*** Opening Recorded information ***
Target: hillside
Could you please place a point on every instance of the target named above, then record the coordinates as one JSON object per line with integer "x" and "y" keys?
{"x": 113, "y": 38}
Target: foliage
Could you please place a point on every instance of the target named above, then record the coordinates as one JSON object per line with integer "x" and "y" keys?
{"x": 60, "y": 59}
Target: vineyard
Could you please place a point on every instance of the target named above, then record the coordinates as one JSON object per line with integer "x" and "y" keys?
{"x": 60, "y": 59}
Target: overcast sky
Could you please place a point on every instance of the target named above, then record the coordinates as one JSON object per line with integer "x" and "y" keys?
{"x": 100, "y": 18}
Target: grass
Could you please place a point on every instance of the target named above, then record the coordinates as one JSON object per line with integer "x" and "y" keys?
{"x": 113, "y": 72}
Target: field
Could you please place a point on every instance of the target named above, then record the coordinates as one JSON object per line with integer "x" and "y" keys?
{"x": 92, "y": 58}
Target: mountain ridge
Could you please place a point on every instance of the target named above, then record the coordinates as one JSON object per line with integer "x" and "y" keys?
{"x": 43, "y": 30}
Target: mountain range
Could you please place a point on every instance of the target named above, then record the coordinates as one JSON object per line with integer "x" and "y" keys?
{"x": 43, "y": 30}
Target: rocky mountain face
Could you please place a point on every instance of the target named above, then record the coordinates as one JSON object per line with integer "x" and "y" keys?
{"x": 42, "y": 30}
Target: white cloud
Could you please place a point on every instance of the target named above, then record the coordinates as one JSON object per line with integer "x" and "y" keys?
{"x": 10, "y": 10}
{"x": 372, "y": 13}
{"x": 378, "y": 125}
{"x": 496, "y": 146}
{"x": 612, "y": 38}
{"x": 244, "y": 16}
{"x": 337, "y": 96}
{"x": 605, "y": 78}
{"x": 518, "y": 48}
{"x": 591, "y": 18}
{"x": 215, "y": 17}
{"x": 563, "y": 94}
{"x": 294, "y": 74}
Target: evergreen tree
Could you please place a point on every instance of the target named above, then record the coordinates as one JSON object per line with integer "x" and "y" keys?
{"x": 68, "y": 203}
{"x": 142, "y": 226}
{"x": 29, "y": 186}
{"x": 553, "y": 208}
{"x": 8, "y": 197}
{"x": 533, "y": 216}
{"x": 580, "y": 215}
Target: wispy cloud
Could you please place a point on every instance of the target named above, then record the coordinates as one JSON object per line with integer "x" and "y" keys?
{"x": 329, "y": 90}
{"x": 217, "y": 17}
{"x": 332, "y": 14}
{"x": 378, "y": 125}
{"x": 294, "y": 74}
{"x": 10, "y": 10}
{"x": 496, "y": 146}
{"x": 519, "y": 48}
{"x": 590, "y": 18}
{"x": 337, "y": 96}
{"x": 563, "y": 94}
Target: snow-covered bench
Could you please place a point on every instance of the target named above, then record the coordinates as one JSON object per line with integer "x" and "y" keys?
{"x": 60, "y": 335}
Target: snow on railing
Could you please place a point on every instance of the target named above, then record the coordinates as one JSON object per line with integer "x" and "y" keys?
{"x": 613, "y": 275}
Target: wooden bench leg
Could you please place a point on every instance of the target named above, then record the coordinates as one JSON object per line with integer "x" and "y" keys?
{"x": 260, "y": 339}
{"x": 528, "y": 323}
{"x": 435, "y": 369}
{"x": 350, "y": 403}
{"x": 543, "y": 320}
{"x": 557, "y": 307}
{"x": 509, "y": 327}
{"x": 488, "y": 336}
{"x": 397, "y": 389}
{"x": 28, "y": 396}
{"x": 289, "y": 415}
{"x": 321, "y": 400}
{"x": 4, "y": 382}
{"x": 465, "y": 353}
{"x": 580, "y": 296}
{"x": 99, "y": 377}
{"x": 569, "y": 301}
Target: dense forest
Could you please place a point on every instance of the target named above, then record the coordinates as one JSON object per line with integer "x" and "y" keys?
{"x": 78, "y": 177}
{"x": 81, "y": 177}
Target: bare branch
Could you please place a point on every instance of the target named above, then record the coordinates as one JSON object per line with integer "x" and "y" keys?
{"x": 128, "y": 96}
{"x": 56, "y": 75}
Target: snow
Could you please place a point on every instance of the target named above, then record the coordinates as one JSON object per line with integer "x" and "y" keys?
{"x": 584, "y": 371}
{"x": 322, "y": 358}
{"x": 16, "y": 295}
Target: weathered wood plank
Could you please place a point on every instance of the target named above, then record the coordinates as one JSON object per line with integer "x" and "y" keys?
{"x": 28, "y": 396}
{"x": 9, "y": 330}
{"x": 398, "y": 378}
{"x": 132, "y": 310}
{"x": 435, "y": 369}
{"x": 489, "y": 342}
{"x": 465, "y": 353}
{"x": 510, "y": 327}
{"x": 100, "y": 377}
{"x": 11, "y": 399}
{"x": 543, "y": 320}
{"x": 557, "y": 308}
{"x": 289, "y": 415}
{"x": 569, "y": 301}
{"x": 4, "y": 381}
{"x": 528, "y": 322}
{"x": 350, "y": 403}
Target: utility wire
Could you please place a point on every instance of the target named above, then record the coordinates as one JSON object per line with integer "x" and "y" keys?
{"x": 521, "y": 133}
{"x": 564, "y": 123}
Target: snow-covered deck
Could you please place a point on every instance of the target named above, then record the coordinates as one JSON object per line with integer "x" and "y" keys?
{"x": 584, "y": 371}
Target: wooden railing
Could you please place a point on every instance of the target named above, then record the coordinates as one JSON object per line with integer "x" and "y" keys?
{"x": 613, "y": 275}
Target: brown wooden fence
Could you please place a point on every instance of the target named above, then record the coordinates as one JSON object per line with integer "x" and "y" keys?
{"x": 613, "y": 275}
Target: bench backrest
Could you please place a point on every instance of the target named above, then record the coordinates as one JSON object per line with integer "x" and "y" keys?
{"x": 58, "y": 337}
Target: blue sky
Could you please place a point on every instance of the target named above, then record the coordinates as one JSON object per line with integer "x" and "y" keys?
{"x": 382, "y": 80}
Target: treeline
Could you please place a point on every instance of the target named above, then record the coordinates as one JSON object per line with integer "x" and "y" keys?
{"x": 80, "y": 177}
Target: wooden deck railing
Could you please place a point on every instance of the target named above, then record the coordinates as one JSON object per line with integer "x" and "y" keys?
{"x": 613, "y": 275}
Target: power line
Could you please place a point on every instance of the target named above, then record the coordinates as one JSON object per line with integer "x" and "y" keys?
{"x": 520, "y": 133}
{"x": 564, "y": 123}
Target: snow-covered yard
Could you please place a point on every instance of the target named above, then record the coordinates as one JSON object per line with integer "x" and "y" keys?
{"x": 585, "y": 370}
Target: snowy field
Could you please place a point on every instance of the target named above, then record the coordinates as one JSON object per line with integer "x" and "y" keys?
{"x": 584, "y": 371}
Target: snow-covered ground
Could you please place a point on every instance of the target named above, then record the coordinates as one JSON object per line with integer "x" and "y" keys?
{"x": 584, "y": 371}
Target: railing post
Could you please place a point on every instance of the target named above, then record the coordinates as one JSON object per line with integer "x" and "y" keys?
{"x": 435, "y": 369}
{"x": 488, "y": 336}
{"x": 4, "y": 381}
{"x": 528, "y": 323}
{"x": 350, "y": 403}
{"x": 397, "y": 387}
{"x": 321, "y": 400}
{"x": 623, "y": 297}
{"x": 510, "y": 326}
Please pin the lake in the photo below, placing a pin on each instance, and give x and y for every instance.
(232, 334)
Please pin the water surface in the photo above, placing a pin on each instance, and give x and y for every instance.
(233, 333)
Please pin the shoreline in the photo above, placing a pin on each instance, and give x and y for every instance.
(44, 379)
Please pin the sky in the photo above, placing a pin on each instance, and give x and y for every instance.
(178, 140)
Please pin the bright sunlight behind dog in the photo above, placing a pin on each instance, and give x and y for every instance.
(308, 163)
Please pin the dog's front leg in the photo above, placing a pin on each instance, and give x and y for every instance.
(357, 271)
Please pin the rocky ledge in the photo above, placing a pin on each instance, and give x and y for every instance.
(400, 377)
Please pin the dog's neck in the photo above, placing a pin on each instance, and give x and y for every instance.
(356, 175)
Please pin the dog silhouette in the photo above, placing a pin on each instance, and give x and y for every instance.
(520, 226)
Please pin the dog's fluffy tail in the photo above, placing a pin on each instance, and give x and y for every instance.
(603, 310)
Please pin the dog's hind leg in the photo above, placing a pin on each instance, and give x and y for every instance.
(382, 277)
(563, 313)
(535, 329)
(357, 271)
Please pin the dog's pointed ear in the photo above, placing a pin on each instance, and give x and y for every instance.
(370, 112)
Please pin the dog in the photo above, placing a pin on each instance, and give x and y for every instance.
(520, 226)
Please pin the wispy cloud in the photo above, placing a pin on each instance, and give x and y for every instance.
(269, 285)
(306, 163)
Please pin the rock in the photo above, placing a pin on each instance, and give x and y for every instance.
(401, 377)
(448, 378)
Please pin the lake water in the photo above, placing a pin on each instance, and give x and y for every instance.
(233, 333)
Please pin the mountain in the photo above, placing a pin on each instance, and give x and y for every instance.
*** Closing Recorded information ***
Return each full line of the entries that contains the word "wooden".

Target: wooden bench leg
Target: wooden railing
Target: brown wooden fence
Target: wooden deck railing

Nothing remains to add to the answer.